-- START OF Entries shown --
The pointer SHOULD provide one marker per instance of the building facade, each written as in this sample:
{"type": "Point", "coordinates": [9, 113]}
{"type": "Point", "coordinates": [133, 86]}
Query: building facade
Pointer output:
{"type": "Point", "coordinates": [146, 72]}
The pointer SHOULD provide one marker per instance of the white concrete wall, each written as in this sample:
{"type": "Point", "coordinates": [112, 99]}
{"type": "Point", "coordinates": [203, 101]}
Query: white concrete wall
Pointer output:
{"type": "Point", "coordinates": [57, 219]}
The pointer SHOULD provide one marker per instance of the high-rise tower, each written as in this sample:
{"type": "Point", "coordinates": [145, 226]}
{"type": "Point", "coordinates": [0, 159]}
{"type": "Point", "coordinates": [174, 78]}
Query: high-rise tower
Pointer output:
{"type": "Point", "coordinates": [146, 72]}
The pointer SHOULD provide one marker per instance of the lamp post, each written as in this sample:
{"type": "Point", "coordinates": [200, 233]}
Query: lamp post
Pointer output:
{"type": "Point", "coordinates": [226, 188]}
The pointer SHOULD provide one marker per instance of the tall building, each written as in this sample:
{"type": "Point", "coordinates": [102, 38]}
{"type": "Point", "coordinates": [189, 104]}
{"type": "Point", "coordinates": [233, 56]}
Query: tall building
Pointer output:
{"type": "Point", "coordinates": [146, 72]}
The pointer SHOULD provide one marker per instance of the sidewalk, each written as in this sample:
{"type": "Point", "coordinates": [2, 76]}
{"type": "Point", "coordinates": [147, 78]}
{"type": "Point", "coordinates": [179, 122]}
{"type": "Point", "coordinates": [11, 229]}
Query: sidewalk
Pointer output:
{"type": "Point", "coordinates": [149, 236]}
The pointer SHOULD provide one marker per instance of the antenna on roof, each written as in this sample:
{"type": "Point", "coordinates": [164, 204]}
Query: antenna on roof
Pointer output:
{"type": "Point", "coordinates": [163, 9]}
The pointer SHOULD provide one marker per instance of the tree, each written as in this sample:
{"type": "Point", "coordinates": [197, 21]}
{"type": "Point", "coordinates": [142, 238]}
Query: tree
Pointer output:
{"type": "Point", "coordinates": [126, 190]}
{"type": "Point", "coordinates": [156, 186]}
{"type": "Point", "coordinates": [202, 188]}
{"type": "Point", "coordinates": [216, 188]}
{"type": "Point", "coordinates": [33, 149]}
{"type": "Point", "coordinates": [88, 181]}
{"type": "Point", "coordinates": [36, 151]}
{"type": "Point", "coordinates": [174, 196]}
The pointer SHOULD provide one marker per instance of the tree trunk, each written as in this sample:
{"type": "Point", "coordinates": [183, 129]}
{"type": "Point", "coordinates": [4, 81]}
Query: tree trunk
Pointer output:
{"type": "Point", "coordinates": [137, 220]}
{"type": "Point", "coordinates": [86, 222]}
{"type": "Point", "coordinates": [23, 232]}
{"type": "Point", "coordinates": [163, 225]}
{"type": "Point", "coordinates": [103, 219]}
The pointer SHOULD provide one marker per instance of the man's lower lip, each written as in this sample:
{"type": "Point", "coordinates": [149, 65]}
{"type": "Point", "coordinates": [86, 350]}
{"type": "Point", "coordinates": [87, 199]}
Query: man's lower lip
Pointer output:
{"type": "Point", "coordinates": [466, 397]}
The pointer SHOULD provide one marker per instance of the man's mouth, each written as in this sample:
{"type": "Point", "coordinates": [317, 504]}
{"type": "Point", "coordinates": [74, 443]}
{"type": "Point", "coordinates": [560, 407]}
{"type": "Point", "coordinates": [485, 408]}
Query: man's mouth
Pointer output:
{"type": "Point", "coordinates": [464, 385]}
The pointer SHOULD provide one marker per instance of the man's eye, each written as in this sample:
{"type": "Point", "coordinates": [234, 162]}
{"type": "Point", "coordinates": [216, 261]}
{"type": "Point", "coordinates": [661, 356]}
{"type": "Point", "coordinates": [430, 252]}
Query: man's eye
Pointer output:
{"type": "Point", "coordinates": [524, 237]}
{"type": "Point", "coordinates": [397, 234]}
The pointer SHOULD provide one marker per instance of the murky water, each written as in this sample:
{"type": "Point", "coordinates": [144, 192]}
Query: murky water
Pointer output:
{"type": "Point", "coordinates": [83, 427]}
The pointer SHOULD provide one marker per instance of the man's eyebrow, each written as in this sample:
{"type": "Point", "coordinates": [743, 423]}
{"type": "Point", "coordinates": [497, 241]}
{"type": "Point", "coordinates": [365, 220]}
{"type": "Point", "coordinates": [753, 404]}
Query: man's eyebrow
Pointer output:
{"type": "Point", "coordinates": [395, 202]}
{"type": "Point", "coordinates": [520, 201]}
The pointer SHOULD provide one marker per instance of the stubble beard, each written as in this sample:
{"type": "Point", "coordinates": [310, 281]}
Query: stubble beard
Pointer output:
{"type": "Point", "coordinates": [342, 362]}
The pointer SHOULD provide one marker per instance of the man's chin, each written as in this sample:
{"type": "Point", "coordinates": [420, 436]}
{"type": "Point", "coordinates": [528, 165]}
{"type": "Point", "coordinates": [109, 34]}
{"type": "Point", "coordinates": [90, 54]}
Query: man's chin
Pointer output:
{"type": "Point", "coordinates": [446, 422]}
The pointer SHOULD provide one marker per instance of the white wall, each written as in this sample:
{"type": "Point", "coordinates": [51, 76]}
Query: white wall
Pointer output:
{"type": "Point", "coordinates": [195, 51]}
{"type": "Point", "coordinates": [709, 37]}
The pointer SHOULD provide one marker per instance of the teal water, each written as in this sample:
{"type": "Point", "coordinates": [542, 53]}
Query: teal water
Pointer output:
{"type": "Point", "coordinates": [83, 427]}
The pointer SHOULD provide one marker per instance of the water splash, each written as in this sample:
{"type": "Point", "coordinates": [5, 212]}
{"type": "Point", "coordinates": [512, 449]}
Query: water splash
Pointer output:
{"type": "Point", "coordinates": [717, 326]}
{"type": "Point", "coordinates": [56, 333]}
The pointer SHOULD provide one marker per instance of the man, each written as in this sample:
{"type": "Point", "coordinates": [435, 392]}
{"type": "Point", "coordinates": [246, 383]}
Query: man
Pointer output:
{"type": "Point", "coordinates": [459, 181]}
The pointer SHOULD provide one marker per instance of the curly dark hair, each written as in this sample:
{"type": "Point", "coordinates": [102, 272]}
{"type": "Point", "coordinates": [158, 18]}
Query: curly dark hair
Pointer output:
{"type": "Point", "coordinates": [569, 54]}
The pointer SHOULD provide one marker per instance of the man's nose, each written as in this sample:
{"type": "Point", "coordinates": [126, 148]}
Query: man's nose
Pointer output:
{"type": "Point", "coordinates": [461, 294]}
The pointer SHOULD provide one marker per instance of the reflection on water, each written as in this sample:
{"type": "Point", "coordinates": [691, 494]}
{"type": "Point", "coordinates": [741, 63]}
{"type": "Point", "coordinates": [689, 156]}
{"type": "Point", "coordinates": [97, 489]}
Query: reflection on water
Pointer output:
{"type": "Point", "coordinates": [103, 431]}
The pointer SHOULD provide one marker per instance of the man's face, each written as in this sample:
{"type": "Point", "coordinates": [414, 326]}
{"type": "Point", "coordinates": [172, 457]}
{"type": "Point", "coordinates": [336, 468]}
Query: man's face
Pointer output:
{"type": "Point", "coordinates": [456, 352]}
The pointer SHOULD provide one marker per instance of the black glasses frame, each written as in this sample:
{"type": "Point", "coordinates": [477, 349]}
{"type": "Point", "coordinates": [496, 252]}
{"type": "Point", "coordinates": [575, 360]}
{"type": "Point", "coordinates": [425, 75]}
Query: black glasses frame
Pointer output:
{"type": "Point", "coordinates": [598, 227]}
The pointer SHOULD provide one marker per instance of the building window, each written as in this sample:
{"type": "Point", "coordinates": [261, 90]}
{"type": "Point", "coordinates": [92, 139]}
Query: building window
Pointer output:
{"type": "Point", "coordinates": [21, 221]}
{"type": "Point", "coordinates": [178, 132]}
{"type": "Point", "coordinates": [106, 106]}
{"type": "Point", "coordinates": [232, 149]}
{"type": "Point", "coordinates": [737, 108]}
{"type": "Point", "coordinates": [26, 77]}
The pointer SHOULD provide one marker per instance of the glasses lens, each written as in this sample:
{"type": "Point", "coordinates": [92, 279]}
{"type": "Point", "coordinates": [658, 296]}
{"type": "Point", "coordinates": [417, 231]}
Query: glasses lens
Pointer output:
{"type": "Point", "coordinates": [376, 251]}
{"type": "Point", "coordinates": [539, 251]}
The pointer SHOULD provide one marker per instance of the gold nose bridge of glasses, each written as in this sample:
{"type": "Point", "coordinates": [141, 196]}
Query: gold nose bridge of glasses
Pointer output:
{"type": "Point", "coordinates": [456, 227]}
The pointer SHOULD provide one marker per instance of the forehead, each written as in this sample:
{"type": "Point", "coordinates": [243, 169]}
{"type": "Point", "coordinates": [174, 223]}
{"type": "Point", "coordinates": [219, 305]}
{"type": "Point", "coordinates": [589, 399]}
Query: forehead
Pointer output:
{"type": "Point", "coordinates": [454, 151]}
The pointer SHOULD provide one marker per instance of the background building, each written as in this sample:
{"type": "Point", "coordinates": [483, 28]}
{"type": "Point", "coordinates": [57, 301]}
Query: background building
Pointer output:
-- END OF Entries shown --
Direction: Your task is to write out the lines from the one with "The pointer SHOULD provide one marker per instance of the gold" through the end of the records, exactly and with nothing added.

Answer to the problem:
The pointer SHOULD provide one marker per instance of the gold nose bridge of glasses, each written as in this sample:
{"type": "Point", "coordinates": [141, 196]}
Query: gold nose bridge of glasses
Pointer output:
{"type": "Point", "coordinates": [456, 227]}
The pointer SHOULD provide one marker per instance of the forehead, each written as in this sample:
{"type": "Point", "coordinates": [243, 169]}
{"type": "Point", "coordinates": [174, 223]}
{"type": "Point", "coordinates": [219, 305]}
{"type": "Point", "coordinates": [589, 399]}
Query: forehead
Pointer output:
{"type": "Point", "coordinates": [454, 151]}
The pointer SHOULD provide one marker per instance of the background building, each written as in this sample:
{"type": "Point", "coordinates": [483, 28]}
{"type": "Point", "coordinates": [57, 301]}
Query: background building
Pointer output:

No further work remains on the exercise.